■ EXERCISE ■
Please filter the material below and copy out every line that contains the word "shopping".
_ _ _ _ _
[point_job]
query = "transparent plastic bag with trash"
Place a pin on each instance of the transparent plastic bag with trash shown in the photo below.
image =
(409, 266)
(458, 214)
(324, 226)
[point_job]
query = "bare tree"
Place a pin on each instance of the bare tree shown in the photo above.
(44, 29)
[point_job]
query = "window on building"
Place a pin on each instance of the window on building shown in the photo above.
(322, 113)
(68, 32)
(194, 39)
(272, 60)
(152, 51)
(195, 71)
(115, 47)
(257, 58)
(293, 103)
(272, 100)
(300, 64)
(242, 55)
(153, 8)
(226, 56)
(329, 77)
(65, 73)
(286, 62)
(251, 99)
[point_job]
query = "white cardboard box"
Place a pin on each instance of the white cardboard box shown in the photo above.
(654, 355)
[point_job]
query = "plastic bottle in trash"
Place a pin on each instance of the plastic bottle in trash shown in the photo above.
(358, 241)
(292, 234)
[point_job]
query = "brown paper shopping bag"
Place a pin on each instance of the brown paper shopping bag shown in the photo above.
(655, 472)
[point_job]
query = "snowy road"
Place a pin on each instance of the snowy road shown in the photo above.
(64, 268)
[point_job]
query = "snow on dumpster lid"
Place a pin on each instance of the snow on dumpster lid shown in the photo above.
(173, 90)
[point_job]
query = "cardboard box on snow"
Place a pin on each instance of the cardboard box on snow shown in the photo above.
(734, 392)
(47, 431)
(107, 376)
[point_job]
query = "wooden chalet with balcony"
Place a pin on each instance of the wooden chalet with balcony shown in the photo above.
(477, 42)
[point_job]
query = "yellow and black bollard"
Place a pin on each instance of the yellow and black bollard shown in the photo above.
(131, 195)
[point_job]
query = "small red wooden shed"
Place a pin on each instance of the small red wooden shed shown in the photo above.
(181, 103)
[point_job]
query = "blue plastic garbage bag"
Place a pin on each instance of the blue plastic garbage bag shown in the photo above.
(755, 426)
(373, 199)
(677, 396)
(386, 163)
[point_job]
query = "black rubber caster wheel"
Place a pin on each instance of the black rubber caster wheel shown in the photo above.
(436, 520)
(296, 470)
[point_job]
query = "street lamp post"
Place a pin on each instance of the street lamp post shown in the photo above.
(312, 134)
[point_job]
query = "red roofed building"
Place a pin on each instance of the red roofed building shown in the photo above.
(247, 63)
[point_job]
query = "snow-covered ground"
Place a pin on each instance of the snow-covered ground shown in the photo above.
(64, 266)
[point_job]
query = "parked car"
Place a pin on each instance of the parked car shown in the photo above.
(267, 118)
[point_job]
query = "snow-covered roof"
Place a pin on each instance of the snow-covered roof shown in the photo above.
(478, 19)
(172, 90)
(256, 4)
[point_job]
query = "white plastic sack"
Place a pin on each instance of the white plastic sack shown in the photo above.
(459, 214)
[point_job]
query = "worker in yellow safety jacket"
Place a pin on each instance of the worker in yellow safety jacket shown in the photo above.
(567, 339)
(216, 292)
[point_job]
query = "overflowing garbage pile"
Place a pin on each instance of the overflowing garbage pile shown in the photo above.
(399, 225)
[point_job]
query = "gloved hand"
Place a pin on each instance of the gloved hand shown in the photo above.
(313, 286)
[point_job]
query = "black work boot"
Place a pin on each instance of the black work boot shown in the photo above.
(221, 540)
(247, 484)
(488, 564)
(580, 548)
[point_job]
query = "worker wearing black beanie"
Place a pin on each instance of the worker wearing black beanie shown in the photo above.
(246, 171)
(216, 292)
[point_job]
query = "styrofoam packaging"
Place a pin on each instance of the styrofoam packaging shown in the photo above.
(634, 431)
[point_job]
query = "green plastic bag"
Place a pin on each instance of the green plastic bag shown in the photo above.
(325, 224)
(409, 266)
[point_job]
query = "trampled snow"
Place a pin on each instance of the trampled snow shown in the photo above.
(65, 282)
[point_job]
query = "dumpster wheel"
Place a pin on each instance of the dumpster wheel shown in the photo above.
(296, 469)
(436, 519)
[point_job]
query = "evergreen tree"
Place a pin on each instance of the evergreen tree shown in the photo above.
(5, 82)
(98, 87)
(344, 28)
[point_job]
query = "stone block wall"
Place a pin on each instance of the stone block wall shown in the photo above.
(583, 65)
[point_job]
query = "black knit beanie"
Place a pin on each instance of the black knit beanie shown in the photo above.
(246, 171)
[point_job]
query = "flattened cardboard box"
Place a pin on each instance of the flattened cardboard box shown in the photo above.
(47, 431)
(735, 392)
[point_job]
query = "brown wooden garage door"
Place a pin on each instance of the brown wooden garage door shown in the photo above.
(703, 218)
_ _ _ _ _
■ FINISHED TASK ■
query = "brown paper shopping bag"
Place a pin on each instance of the brown paper shopping bag shown in the photo above.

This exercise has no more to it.